Stored data entries:
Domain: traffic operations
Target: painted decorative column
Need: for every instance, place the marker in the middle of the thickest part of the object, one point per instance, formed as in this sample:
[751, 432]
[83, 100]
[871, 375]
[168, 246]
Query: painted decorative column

## Exercise objective
Extract every line from all of the items above and reproduce each one verbatim, without any alteration.

## Solution to this exercise
Domain: traffic operations
Target: painted decorative column
Need: for every instance, place the marker in the middle of the thickest part of the object, one point per instance, formed as in this sample:
[751, 432]
[83, 100]
[871, 375]
[168, 246]
Query: painted decorative column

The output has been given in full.